* Tareas por realizar *
1. Resume en tres oraciones el fragmento sobre la virtú en Maquiavelo.
2. Reanuda el fragmento sobre la virtú en Maquiavelo a partir de su última oración.

* Fragmento citado *
-=-=-=-=-

No propuse alcanzar el poder vía el mal. Establecí que el mal existe pero de igual forma el bien. Rechazo haber sido un blasfemo y un cultor del mal”. Y tenía toda la razón. Su obra figuró entre los libros prohibidos en 1559 y el maquiavelismo hoy en día da nombre a un producto totalmente distorsionado del pensamiento del florentino, al calificar meramente al aprovechamiento egoísta que el hombre, en su afán desmedido de poder, hace para sí de su visión.

Inspirada por esto, he deseado profundizar en un concepto fundamental de la obra maquiaveliana: la virtú. Sí, noción polisémica que proviene de la palabra latina vir: hombre en el sentido de valor, héroe, y que al paso del tiempo transitó durante la Edad Media, bajo la égida del pensamiento cristiano a partir de las cuatro virtudes cardinales (prudencia, justicia, fortaleza y templanza), más fe, esperanza y caridad, desde la idea de la virtud heroica propia del santo, hasta la de la perfección moral que deberían alcanzar todo hombre (por su fidelidad) y toda mujer (por su castidad).

Concepto que sólo hasta el Renacimiento trascenderá al mundo cotidiano hasta integrarse poderosamente en las listas de los libros de consejos para los futuros gobernantes, a tal grado que en una obra como La educación del Rey de Francesco Patrizi, la virtud estará plasmada en un conjunto de más de cuarenta virtudes morales que el pueblo esperaría de su líder. Inquietud que compartirán diversos autores de la época como Giovanni Pontano, Bartolomeo Sacchi y Benedetto Accolti -para quien en la propia República veneciana se consideraba superior no el más rico, sino aquél que tenía mayor virtud-; Erasmo de Rotterdam con su obra Educación para un príncipe cristiano, así como Mosén Diego de Valera, por citar solo a algunos, al aconsejar a dignatarios como Don Rodrigo Pimentel, conde de Benavente, o al rey Fernando de Aragón, de quien el propio Maquiavelo se inspirará.

-=-=-=-=-

* Registros proporcionados *
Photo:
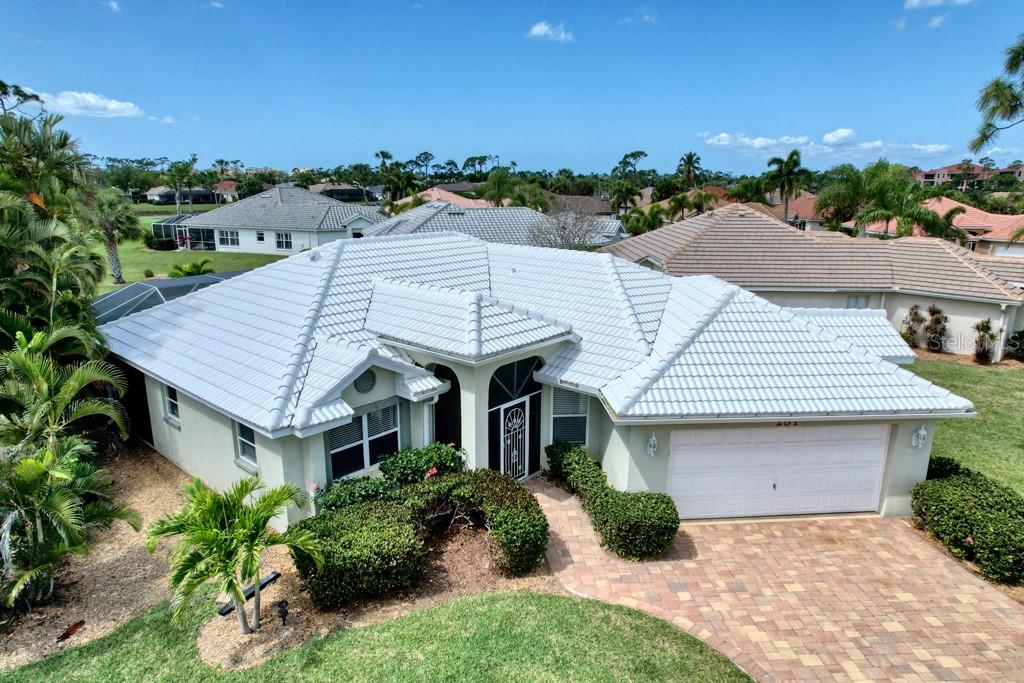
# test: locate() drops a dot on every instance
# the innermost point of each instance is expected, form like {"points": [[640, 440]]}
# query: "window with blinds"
{"points": [[364, 441], [568, 416]]}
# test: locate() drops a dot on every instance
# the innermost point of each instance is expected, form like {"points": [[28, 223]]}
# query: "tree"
{"points": [[51, 501], [115, 221], [786, 175], [220, 537], [47, 401], [689, 168], [201, 267], [1000, 101]]}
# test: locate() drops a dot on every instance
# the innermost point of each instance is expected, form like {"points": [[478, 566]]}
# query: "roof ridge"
{"points": [[624, 300], [302, 344], [658, 370]]}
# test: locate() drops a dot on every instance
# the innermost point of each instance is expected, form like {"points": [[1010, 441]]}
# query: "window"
{"points": [[171, 402], [247, 442], [568, 416], [364, 441], [858, 301]]}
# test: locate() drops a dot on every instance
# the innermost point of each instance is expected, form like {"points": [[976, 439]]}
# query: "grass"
{"points": [[487, 637], [992, 442], [169, 210], [135, 259]]}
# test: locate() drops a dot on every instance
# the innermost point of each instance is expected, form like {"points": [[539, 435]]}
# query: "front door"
{"points": [[515, 438]]}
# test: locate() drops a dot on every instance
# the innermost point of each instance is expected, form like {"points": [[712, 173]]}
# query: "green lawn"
{"points": [[488, 637], [135, 258], [992, 442]]}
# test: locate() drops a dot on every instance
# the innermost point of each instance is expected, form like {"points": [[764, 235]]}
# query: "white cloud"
{"points": [[89, 103], [925, 4], [839, 136], [545, 31]]}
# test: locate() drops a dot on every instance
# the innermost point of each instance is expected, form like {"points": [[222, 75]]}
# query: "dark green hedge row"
{"points": [[518, 527], [975, 517], [369, 549], [638, 525]]}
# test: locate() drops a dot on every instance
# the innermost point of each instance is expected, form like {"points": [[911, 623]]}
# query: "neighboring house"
{"points": [[281, 220], [165, 195], [315, 367], [438, 195], [517, 225], [803, 215], [833, 270], [226, 190]]}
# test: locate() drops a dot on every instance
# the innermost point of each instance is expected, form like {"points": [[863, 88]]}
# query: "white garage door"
{"points": [[785, 470]]}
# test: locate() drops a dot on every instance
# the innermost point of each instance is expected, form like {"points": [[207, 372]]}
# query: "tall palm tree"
{"points": [[689, 168], [220, 538], [786, 175], [50, 503], [115, 221], [48, 400]]}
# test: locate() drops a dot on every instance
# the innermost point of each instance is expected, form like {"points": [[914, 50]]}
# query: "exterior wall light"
{"points": [[920, 436], [652, 445]]}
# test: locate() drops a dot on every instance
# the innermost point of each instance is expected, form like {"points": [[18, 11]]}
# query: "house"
{"points": [[165, 195], [791, 267], [315, 367], [518, 225], [280, 220], [438, 195], [989, 233]]}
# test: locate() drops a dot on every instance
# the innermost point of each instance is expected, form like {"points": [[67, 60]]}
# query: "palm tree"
{"points": [[50, 503], [689, 168], [48, 400], [116, 221], [787, 176], [678, 205], [220, 538], [200, 267]]}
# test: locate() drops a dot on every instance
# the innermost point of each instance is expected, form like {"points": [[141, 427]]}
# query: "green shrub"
{"points": [[977, 519], [518, 527], [343, 493], [411, 465], [636, 525], [369, 549]]}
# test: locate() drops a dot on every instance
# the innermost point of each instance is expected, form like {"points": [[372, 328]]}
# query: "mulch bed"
{"points": [[458, 564], [117, 581]]}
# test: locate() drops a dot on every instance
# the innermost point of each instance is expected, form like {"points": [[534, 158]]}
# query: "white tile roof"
{"points": [[274, 346]]}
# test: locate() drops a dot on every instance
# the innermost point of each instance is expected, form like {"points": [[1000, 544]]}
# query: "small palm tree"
{"points": [[220, 538], [47, 401], [50, 503], [200, 267], [116, 221]]}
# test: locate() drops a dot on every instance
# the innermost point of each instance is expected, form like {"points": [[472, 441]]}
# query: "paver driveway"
{"points": [[841, 598]]}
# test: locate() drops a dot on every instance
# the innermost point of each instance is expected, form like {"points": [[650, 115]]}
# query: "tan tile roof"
{"points": [[747, 248]]}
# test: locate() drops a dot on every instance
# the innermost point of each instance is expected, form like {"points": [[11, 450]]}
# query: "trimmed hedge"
{"points": [[639, 525], [411, 465], [975, 517], [369, 549], [518, 527]]}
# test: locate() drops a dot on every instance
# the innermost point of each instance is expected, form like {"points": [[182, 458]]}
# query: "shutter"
{"points": [[345, 435]]}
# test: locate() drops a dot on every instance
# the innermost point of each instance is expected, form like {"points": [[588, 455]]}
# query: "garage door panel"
{"points": [[814, 469]]}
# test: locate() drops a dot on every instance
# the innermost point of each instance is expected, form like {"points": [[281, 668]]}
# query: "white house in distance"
{"points": [[315, 367], [824, 269], [281, 220]]}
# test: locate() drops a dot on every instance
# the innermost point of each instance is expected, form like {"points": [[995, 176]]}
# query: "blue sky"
{"points": [[546, 84]]}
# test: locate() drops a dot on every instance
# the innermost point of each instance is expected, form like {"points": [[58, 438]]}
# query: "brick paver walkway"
{"points": [[837, 598]]}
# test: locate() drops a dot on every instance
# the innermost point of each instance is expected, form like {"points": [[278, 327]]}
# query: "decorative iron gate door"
{"points": [[515, 437]]}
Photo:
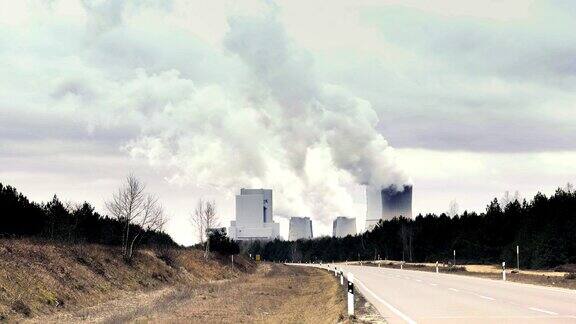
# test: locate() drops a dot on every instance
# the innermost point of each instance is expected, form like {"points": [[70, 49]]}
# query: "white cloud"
{"points": [[303, 97]]}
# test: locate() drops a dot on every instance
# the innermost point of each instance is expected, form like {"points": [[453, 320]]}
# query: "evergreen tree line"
{"points": [[56, 221], [544, 229]]}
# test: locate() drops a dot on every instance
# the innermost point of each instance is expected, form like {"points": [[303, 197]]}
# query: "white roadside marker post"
{"points": [[350, 294], [518, 258]]}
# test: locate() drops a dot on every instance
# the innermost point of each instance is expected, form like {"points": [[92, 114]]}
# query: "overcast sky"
{"points": [[464, 99]]}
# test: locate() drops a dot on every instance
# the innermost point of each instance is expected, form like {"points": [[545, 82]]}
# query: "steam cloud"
{"points": [[282, 128]]}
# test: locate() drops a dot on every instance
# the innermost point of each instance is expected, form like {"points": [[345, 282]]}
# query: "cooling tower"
{"points": [[343, 226], [387, 203], [300, 228]]}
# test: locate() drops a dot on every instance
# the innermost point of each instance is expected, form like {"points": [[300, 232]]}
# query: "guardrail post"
{"points": [[350, 294]]}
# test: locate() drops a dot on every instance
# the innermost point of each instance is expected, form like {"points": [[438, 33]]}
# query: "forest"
{"points": [[544, 229], [65, 222]]}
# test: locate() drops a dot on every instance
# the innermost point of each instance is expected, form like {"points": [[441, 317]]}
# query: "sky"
{"points": [[314, 99]]}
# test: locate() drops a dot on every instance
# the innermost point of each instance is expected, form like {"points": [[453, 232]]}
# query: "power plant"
{"points": [[300, 228], [387, 203], [254, 216], [343, 226]]}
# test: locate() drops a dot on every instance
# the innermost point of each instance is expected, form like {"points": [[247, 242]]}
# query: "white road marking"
{"points": [[385, 303], [486, 297], [542, 311]]}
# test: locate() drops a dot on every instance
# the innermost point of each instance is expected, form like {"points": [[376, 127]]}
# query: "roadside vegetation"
{"points": [[544, 229]]}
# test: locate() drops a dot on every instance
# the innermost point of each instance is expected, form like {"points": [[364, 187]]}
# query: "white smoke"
{"points": [[283, 129]]}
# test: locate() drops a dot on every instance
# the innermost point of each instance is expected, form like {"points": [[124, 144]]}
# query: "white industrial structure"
{"points": [[254, 216], [343, 226], [300, 228], [387, 203]]}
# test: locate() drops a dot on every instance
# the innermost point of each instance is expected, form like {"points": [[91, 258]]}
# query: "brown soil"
{"points": [[274, 293], [39, 278]]}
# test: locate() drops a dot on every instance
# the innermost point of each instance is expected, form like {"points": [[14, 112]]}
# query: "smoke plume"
{"points": [[281, 129]]}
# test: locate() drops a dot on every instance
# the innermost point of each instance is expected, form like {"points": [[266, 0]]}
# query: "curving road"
{"points": [[405, 296]]}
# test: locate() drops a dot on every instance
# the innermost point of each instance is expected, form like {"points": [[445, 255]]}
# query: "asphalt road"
{"points": [[405, 296]]}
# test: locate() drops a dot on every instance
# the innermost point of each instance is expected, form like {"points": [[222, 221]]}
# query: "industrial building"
{"points": [[300, 228], [254, 216], [343, 226], [387, 203]]}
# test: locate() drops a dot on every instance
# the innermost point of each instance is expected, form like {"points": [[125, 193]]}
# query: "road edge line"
{"points": [[385, 303]]}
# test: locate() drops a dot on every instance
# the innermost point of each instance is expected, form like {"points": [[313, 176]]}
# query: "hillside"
{"points": [[38, 278]]}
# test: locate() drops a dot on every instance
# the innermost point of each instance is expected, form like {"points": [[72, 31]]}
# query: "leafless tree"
{"points": [[508, 198], [197, 220], [210, 221], [203, 219], [133, 207], [453, 209]]}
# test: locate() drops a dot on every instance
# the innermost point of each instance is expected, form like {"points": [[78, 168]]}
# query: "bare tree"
{"points": [[204, 218], [508, 198], [453, 208], [210, 221], [197, 220], [134, 208]]}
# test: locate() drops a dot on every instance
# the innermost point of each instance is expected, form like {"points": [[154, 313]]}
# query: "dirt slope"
{"points": [[275, 293], [38, 278]]}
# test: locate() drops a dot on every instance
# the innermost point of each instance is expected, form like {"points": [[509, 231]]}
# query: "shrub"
{"points": [[570, 276], [21, 308]]}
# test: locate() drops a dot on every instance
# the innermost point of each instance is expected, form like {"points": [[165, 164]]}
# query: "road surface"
{"points": [[405, 296]]}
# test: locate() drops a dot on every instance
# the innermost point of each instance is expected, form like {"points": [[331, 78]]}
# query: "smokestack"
{"points": [[387, 204]]}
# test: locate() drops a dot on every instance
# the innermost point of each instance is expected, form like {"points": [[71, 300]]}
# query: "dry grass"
{"points": [[273, 294], [40, 278]]}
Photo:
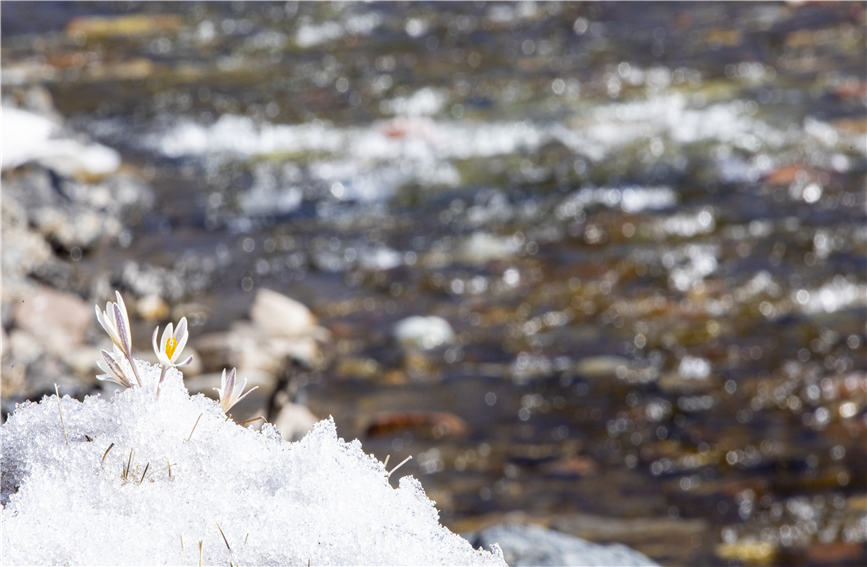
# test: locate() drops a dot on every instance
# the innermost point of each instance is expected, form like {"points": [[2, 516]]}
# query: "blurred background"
{"points": [[599, 267]]}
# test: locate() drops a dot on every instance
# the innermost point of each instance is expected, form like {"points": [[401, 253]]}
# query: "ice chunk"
{"points": [[424, 332]]}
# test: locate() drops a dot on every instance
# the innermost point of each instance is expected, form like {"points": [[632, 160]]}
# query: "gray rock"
{"points": [[294, 421], [534, 545], [426, 333]]}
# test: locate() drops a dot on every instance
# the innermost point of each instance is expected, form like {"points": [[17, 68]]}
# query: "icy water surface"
{"points": [[645, 224]]}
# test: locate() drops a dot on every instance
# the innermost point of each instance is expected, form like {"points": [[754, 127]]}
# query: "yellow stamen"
{"points": [[171, 345]]}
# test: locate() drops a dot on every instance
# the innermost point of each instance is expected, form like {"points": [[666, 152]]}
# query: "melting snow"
{"points": [[318, 501]]}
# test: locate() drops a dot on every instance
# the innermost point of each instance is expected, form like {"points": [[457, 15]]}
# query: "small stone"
{"points": [[602, 366], [426, 333], [294, 421], [748, 551], [430, 424], [276, 314], [482, 247], [535, 545], [58, 320]]}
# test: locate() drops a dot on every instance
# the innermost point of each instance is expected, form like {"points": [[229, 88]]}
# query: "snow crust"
{"points": [[318, 501]]}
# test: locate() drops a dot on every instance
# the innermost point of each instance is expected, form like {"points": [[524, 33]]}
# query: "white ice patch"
{"points": [[687, 225], [694, 368], [321, 501], [839, 293], [31, 137], [424, 332], [310, 34], [688, 266], [629, 199]]}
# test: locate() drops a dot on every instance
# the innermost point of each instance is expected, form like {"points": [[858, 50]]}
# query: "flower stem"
{"points": [[162, 376], [134, 371]]}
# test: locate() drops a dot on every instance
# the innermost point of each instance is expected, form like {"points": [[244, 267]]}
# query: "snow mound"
{"points": [[318, 501]]}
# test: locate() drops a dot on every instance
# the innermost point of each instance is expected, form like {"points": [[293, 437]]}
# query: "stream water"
{"points": [[645, 224]]}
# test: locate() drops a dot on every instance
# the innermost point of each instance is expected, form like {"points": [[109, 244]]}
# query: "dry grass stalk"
{"points": [[144, 473], [126, 466], [224, 537], [104, 455], [60, 410]]}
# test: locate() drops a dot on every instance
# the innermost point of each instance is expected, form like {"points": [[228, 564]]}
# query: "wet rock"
{"points": [[570, 467], [748, 551], [73, 214], [837, 553], [24, 251], [281, 329], [436, 425], [637, 532], [294, 421], [366, 368], [602, 366], [426, 333], [97, 27], [534, 545], [58, 321], [482, 247], [276, 314]]}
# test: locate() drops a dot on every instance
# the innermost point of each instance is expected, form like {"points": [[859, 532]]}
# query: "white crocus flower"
{"points": [[113, 370], [171, 344], [169, 349], [229, 395], [115, 320]]}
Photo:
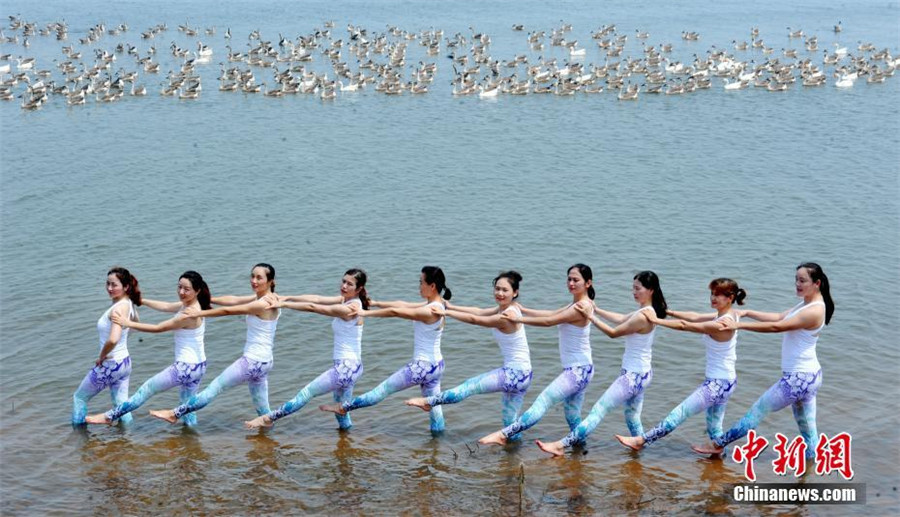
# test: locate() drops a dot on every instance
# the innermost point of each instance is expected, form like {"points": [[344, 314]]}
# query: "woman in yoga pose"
{"points": [[190, 357], [347, 367], [801, 372], [253, 367], [628, 389], [427, 365], [575, 354], [113, 367], [514, 377], [721, 378]]}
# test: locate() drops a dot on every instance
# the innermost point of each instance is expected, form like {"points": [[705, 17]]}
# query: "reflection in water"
{"points": [[571, 483], [124, 474]]}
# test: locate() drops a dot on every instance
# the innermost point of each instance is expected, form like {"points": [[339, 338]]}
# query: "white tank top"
{"points": [[514, 347], [189, 344], [347, 336], [260, 344], [104, 325], [427, 339], [638, 348], [721, 355], [798, 347], [574, 345]]}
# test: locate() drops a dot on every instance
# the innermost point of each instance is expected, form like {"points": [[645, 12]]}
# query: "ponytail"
{"points": [[360, 276], [434, 275], [270, 273], [817, 275], [728, 287], [199, 285], [129, 283], [588, 275], [649, 280], [513, 277]]}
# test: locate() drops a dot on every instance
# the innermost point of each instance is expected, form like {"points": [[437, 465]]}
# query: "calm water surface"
{"points": [[744, 184]]}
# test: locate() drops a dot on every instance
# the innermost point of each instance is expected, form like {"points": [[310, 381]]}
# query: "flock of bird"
{"points": [[328, 61]]}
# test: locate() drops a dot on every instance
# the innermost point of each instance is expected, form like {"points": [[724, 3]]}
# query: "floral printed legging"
{"points": [[795, 389], [186, 375], [111, 374], [254, 373], [627, 390], [712, 396], [425, 374], [512, 382], [339, 379], [568, 388]]}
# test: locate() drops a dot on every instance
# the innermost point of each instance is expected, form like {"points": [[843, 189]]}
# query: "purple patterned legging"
{"points": [[627, 390], [568, 388], [712, 396], [417, 372], [339, 379], [254, 373], [795, 389], [111, 374], [185, 375]]}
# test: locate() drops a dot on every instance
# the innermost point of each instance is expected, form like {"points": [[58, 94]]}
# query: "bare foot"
{"points": [[260, 421], [634, 443], [99, 418], [708, 449], [333, 408], [495, 438], [419, 402], [554, 448], [164, 414]]}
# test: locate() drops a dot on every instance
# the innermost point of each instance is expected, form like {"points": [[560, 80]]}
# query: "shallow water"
{"points": [[744, 184]]}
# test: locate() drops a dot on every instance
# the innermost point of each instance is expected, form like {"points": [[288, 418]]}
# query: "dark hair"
{"points": [[817, 275], [200, 286], [360, 276], [270, 273], [587, 274], [129, 283], [649, 280], [434, 275], [513, 277], [728, 287]]}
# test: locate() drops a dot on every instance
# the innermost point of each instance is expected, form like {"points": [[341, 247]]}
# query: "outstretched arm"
{"points": [[345, 312], [492, 321], [566, 315], [232, 300], [764, 316], [806, 319], [695, 317], [473, 310], [614, 317], [161, 306], [394, 304], [419, 313], [177, 322], [312, 298], [115, 332]]}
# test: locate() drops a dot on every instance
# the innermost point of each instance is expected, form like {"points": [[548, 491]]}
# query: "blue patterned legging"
{"points": [[568, 388], [425, 374], [712, 396], [795, 389], [512, 382], [186, 375], [254, 373], [627, 390], [339, 379], [111, 374]]}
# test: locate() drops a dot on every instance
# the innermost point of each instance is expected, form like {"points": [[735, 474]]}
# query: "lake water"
{"points": [[744, 184]]}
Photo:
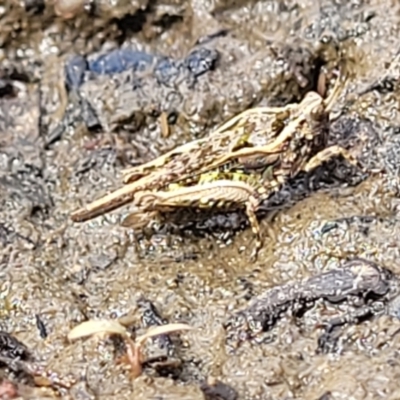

-=-=-=-=-

* Lista de respuestas *
1. La obra del florentino figuró entre los libros prohibidos en 1559, y hoy el maquiavelismo designa un producto distorsionado de su pensamiento, reducido al aprovechamiento egoísta que el hombre hace de su visión en su afán desmedido de poder. La virtú es una noción polisémica que proviene del latín vir y que, en la Edad Media y bajo el pensamiento cristiano, pasó de la virtud heroica del santo a la perfección moral que debían alcanzar hombres y mujeres. Solo en el Renacimiento el concepto trascendió al mundo cotidiano y entró en los libros de consejos para futuros gobernantes, como La educación del Rey de Francesco Patrizi, con más de cuarenta virtudes morales que el pueblo esperaría de su líder.

2.
Es el inicio de la reconceptualización del hombre por el despertar renacentista: un hombre que, con su virtud, vence todo obstáculo y adversidad y se convierte en señor de la fortuna. Idea que retomará Leonardo Bruni, al considerar a la virtud un valor personal del hombre con el que puede vencer a la fortuna: virtud fue la que hizo a los romanos dominar su suerte, virtud la que hizo resurgir a la civilización italiana y con ello Plutarco será contradicho, pues para él había sido la fortuna la que hizo grande al Imperio Romano.

¿Qué dirá al respecto Maquiavelo?

En un inicio volverá a los orígenes clásicos de la que llama “aquella antigua virtud”. Virtud de naturaleza masculina. Virtud que para Platón, de acuerdo con Sócrates, según lo expuesto en su diálogo La República, tendría correspondencia con cada una de las tres clases en que estaba dividida la sociedad y con cada uno de los tres tipos de alma asociados, desde el momento en que otorgaba a la clase de los gobernantes un tipo de alma racional y, por tanto, la virtud de la sabiduría; a la de los guerreros, el alma de tipo irascible y la virtud del coraje y, en el caso de los artesanos, el alma concupiscente y, por virtud, la templanza.

Derivado de ello, el Estado platónico no será sino el reflejo del alma o psique social: único espacio en el que puede cobrar vida la Justicia y el gobernar, una de las principales funciones del ser humano, la más perfecta, a cargo de un grupo selecto desde el momento en que posee virtudes únicas: sabiduría y prudencia en primer lugar, así como veracidad, templanza, generosidad, valentía, magnanimidad, sagacidad, buena memoria, honradez, fe religiosa y creencia en la inmortalidad. Al final, luego de navegar por las aguas clásicas, el florentino elaborará su propia comprensión de la “virtud” y verá al hombre virtuoso, en tanto ser transformador, capaz de enfrentar a la fortuna y conducirla hasta donde él desee.

A partir de entonces la virtud maquiavélica no será más la cristiana: el hombre podrá ser virtuoso sin ser bueno y con ello escandalizará a sus contemporáneos y a las generaciones venideras.